▶ _TASK REQUIREMENTS_: Copy out, word for word, the part of the message on incubating language and VM features that lies between "Volker Simonis volker.simonis" and "in the past.", inclusive.

▶ _READING PASSAGE_:
Draft JEP: Incubating Language and VM Features

Volker Simonis volker.simonis at gmail.com
Fri Jan 26 10:25:56 UTC 2018


Hi Alex,

after reasoning more about this proposal I came to the conclusion that
we actually already have a mechanism in place for exactly this use
case. It is called JSR (Java Specification Request) [0] and it is part
of the JCP process.

Numerous Java technologies have been developed as JSRs in the past.
Examples are Generics (JSR 14), InvokeDynamic (JSR 292) and JVMTI (JSR
163) to name just a few, but you can also take a look at [1] for a
complete list.

- JSRs can be developed independently of Java SE releases
- JSRs have an associated TCK
- JSRs can be easily developed independently by different vendors
- JSRs can be maintained and evolved
- JSRs can be included into an umbrella Java SE platform JSR

This all seems like a perfect fit for the use case that's being tried
to be addressed with the proposed "Incubating Language and VM
Features" JEP, however with the following additional advantages:

- we don't "pollute" the SE specification with features which may be
potentially changed in an incompatible way and/or removed every six
month.

▶ _RECORDED INFORMATION_:
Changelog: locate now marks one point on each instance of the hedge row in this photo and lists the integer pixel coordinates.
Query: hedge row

▶ _TASK OUTPUT_:
Volker Simonis volker.simonis at gmail.com
Fri Jan 26 10:25:56 UTC 2018


Hi Alex,

after reasoning more about this proposal I came to the conclusion that
we actually already have a mechanism in place for exactly this use
case. It is called JSR (Java Specification Request) [0] and it is part
of the JCP process.

Numerous Java technologies have been developed as JSRs in the past.